Exercise requirements
A. In the forum post on lever espresso machines, since what year has the Bosco been in production in Napoli?
B. Pick up the forum post on lever espresso machines right after its final sentence and continue writing it.

Passage to read

# Bosco, just another lever?



## 4085 (Nov 23, 2012)

When I joined the forum in 2012, I had an Expobar Dual Boiler paired with a Mignon, and probably thought I made decent coffee, although in truth I suspect I did not. Then Glenn had an L1 on test and mini review and it was from reading that I decided to venture into lever land. Knowing nothing about them at all, but being enthusiastic I joined the Londinium queue. In those days things were pretty hectic and once ordered, you really had little or no idea how long you would wait. To make matters worse I had ordered a Luxe which had glass panels. The queue contained orders from all over the world so the production line could be all over the place. Anyway, I struck lucky in as much as something went wrong and they suddenly found they had a spare Luxe and Reiss very kindly allocated it to me.

A week later and it was on the bench, plumbed in. 2 days later I was in despair as the machine was leaking from many joints. being a Luxe the pipes were treated to remain a copper colour and if you tightened the nuts no matter how carefully, they scratched. And that was how I met Dave Coffeechap, and he has led me astray many times since!

Not boring you with all the details the Londinium did not work out and I ended up looking for an available alternate and plumped on a Strega. Now, I quite liked it although it had a larger chamber and took more water in so if you were pulling multiples it was a real pain. It took me a short time to realise, that the pump in my view, added nothing to the process and it had to go. I ended up with another L1 which again did not stay. Over the next year I became drawn into the Veloce saga and end up now with a Bosco. So, whats it all about and which is best?

There is not an awful lot between the Veloce and the L1 on paper, both sharing a lot of the same components. The Veloce suffered problems at the start and I firmly believe if it had not had those problems, it would still be for sale now (in fact it is for sale in the rest of the world. QM took the project over and have done a bit of r & r and they are flying out) and be a viable alternate to the l1, on grounds of cost if nothing else. but, that was not the case. the rot was there, the knockers knocked and the project was doomed which is a shame as it was a very capable machine.

The L1 is well documented and one thing about L1 owners, is we are all blinkered to the fact that there is nothing much to compete against it and now all the bumps are smoothed out, it is a very capable machine, and part of an ever expanding family of commercial machines.

The Bosco has been in production in Napoli since 1960 and it has two things over other manufacturers. it has a pedigree that cannot be ignored, and it is completely hand made. Does that make a better coffee? If you own one and want to think that, then the answer is yes.

I am not going to claim that any one is better than the other. They are all different. Jim Schulman, bless him nearly needed oxygen after pulling a shot on the Strega which convinced loads of people to rush out and buy one to replicate it (odd hey! ooppss, am being cynical again!) but I can say that of the 4, the Strega takes fourth place. A lever enthusiast will say that a lever with a pump to assist the shot is not a lever. We can argue till the cows come home but I am going to say lets keep the discussion to pure, authentic levers.

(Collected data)
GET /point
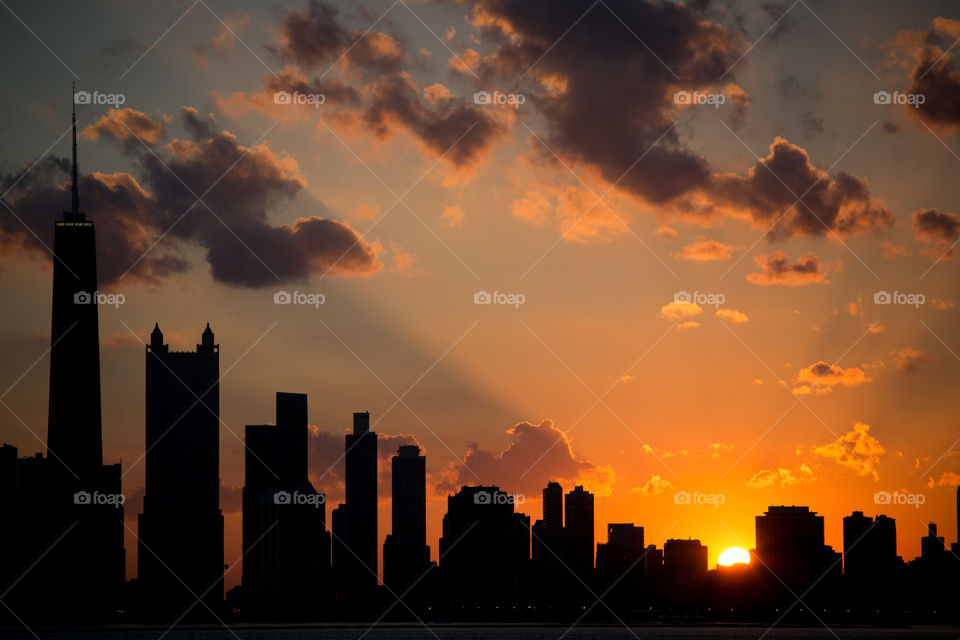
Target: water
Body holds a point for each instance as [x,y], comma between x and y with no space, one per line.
[414,632]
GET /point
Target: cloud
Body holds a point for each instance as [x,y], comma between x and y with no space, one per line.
[909,359]
[704,250]
[653,487]
[680,310]
[856,450]
[821,377]
[732,315]
[535,455]
[781,478]
[241,188]
[776,268]
[938,230]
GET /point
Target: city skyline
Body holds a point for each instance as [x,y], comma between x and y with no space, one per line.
[504,323]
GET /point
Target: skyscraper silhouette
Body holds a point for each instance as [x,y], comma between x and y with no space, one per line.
[406,556]
[181,528]
[361,501]
[286,547]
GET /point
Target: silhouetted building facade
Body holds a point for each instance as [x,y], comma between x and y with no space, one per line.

Expected results
A. Since 1960.

B.
I had some beautiful shots from my L1's. I had some beautiful shots from my Veloce. But, the shots I am pulling after just a short time of ownership, seem to be just as good as anything else I have had. perhaps they will get better. Why? No idea!

If anyone is in Newcastle, they are most welcome to come for a play. Unless you like dark coffee bring your own as I have a hand grinder which makes swopping easy.


----------



## Thecatlinux (Mar 10, 2014)

What a great little read and such a nice and genourous offer to let others Come have a play .

Dare I ask what grinder you've paired this , I am sure like many other forum members have lost count on your ginder escapades and not sure what's currently resides on your bench .


----------



## 4085 (Nov 23, 2012)

Thecatlinux said:


> What a great little read and such a nice and genourous offer to let others Come have a play .
> 
> Dare I ask what grinder you've paired this , I am sure like many other forum members have lost count on your ginder escapades and not sure what's currently resides on your bench .


I have two. A Mythos which I still say is the best value all rounder available, and an HG One. I am thinking about getting a conical but hate retention, which therefore limits it to a modern conical meaning E92S or E10......see what happens!


----------



## 4515 (Jan 30, 2013)

Good to see you back in the land of the lever. Does the bosco have the L1 .......... I'll get my coat


----------



## bubbajvegas (Jan 26, 2013)

ooooh glad ya love her mate and she's performing her magic for you...amazing soul in the machine knowing the work that went into making her...enjoy


----------



## 4085 (Nov 23, 2012)

working dog said:


> Good to see you back in the land of the lever. Does the bosco have the L1 .......... I'll get my coat


I do not know the answer really, yet. But you understand the difference between having a shave with a quality cut throat, then compare the experience to a modern 5 blade Gillette......which one is better, or which experience (including pedigree) is better.....and therein lies the answer!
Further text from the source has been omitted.